### Consigne A
Dites si chaque affirmation est conforme au texte sur le tourisme doux, par oui ou non, puis citez mot pour mot le passage qui le montre. (i) Le mouvement doux est apparu en Italie en 1986. (ii) Carl Honoré est un auteur canadien. (iii) Selon Honoré, il faut compter les secondes.
### Consigne B
Donnez la suite du texte sur le tourisme doux, à partir de la citation d’Honoré qui le termine.

Voyager au présent : le tourisme doux
Si le tourisme traditionnel est une course, le tourisme doux est un voyage intérieur autant qu’extérieur.
Qui ne s’est jamais senti éreinté au retour d’un congé de trois jours bien rempli ou n’a jamais atteint son quota de voyages au milieu d’une folle virée en Europe ? Dans un monde infecté par ce que Carl Honoré, auteur canadien primé et parrain du mouvement doux, appelle « le virus de la précipitation », la pause covid a eu l’effet d’un atelier de lenteur et d’oisiveté à l’échelle mondiale, et nous a forcés à réfléchir à notre rythme de vie effréné. Cette éthique de la lenteur commence aussi à changer notre façon de voyager.
Le mouvement doux, rejeton de celui de l’écogastronomie, lequel a vu le jour en 1986 en Italie, consiste à être présent, attentif et sensible à notre environnement. Comme le dit Honoré, dont le livre Éloge de la lenteur est devenu le principal manifeste du mouvement doux, « il s’agit de faire les choses bien au lieu de les faire vite, de vivre pleinement l’instant présent et de savourer les secondes au lieu de les compter ».

### Données étudiées
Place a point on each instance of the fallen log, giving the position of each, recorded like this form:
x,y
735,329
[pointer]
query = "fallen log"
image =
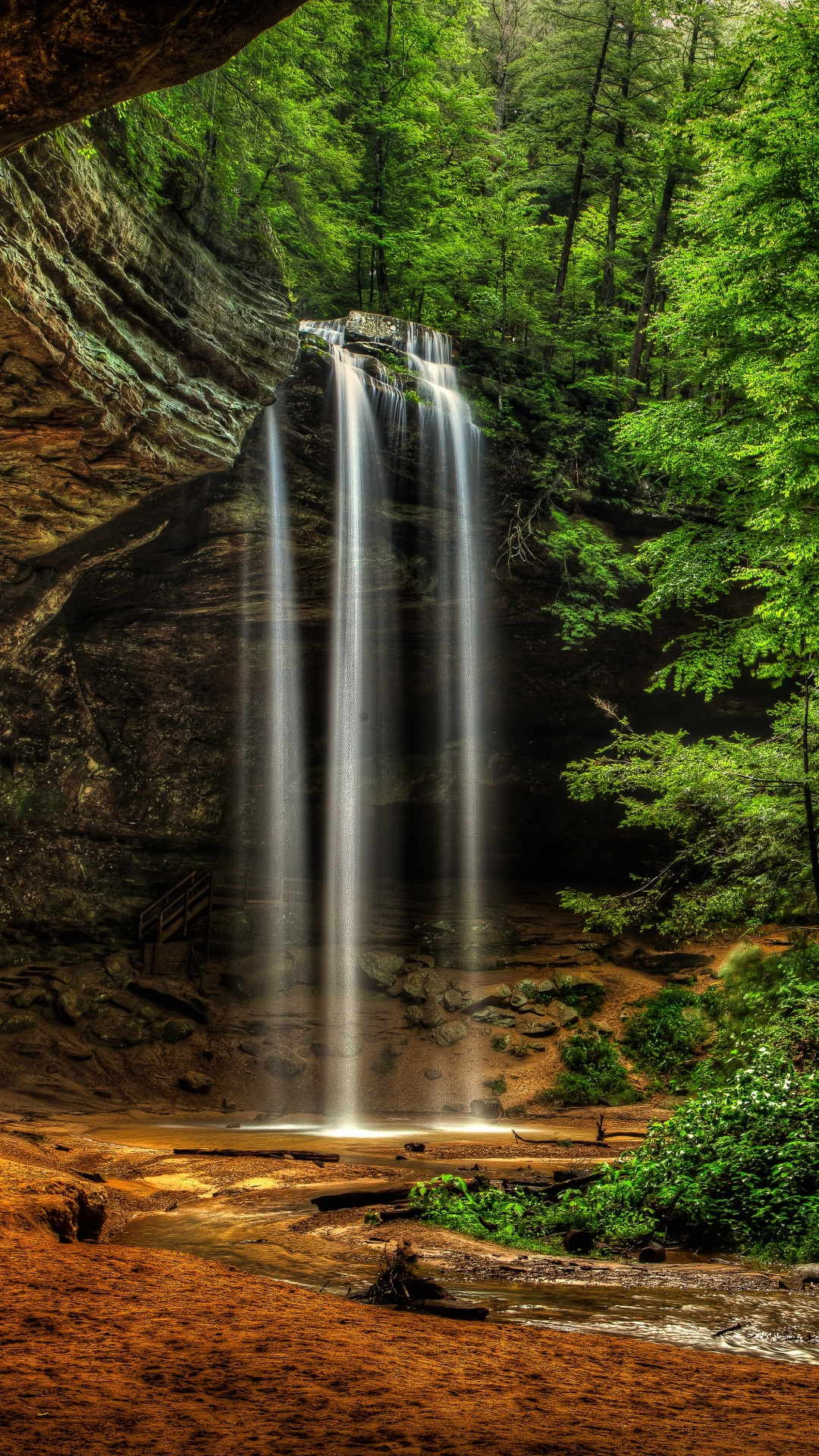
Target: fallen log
x,y
245,1152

### Zone de réponse A
(i) Non : « Le mouvement doux, rejeton de celui de l’écogastronomie, lequel a vu le jour en 1986 en Italie »
(ii) Oui : « Carl Honoré, auteur canadien primé et parrain du mouvement doux »
(iii) Non : « de savourer les secondes au lieu de les compter »

### Zone de réponse B
Si le tourisme traditionnel est une course, le tourisme doux est un voyage intérieur autant qu’extérieur. Saisir l’essence d’un lieu et ce qui fait vibrer ses habitants ne se fait pas quand on se renseigne d’avance en ligne, qu’on suit un horaire fixe et qu’on coche sa liste à la hâte. « Quand on voyage pressé, on rate les petits détails (la fontaine sur laquelle on tombe en cherchant une trattoria à Ravenne, la vieille station-service poussiéreuse qui sert le meilleur risotto local) qui donnent aux lieux leur plaisir singulier », explique Honoré. C’est quand on s’intéresse au changement graduel des paysages et des gens qu’on profite du pouvoir transformateur du voyage. « On choisit des expériences de voyage en plus petit nombre, mais de meilleure qualité et plus douces, qui mettent en relief des liens riches au temps, au lieu, aux gens et à soi-même », ajoute Honoré.
« La lenteur est un état d’esprit qui peut vous suivre partout. Son pouvoir libérateur vous donne accès à la planète. »
Le tourisme doux ne se limite pas aux escapades dans la nature. « On peut en faire au centre-ville de Tokyo, sur la Rambla noire de monde de Barcelone ou dans le métro de Moscou, poursuit Honoré. La lenteur est un état d’esprit qui peut vous suivre partout. Son pouvoir libérateur vous donne accès à la planète. » Honoré met cet état d’esprit en pratique à Londres, où il réside actuellement.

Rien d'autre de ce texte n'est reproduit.